**Problem requirements**
In the listing below, begin at the line that has "Put a point on every instance of the white trim." and stop after the line that has "[(623, 205)]". Write out every line in that span, shifting each x and y coordinate in the answer lists up by 118.
#### Records supplied ####
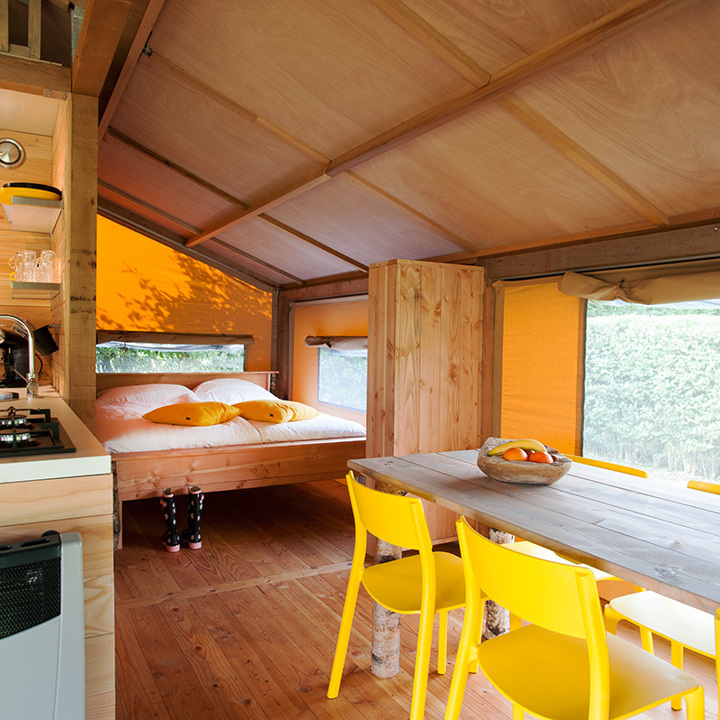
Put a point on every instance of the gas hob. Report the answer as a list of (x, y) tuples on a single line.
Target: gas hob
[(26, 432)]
####
#### Records supplied ####
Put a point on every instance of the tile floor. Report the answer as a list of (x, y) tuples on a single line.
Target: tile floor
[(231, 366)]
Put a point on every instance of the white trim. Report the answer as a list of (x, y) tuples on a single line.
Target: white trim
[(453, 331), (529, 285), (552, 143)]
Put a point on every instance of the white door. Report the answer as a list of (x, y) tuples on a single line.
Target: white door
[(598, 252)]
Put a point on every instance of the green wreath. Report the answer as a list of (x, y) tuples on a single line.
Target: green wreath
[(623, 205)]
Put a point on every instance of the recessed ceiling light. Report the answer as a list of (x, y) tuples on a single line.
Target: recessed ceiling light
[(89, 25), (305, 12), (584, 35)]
####
#### Records supplied ####
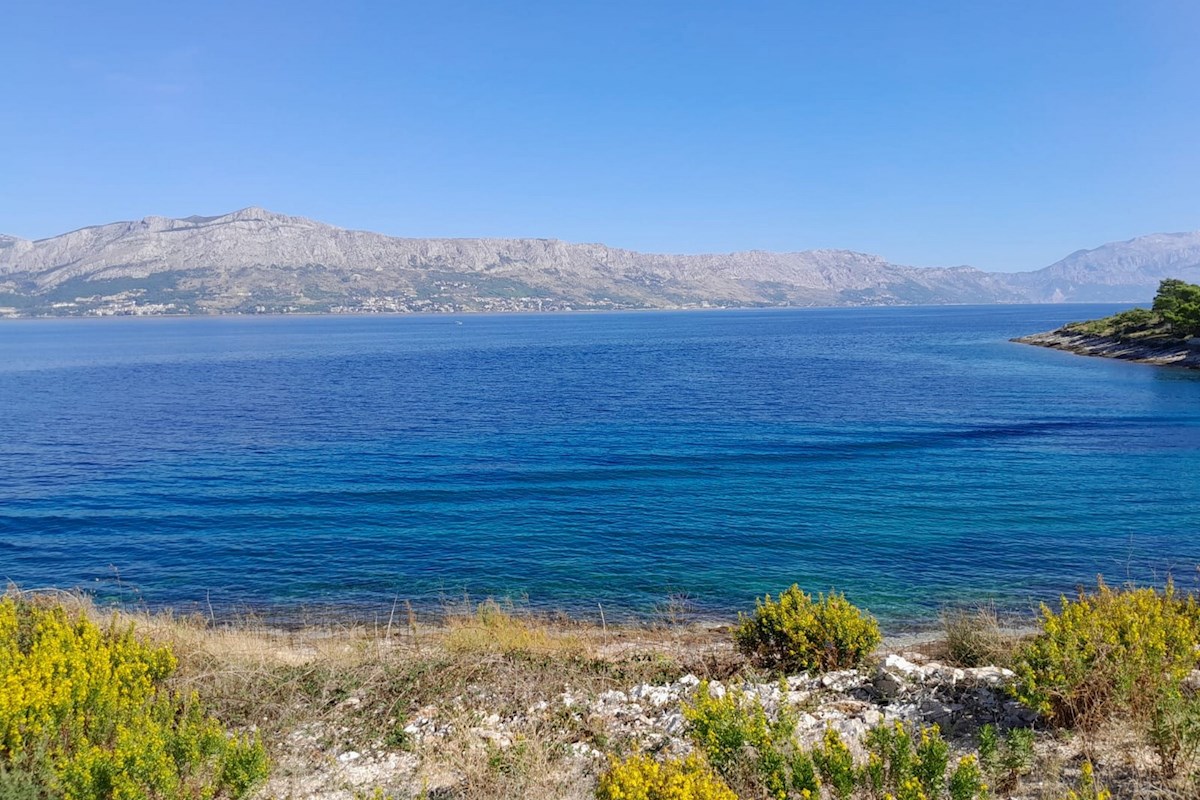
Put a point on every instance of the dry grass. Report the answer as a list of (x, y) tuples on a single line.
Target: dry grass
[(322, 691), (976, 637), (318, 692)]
####
**Problem solution**
Put a point on every instance of the white trim. Report the answer as a list of (x, y) tuples on a single line.
Target: white trim
[(571, 449), (647, 403), (670, 261)]
Put a point on every instance of the white door. Report the answer as a list of (x, y) tuples on a single line.
Target: white door
[(716, 370)]
Put a point on every instance of the green wreath. Report the answer as a list of (x, y) tuples on a single line.
Target: green wreath
[(741, 323)]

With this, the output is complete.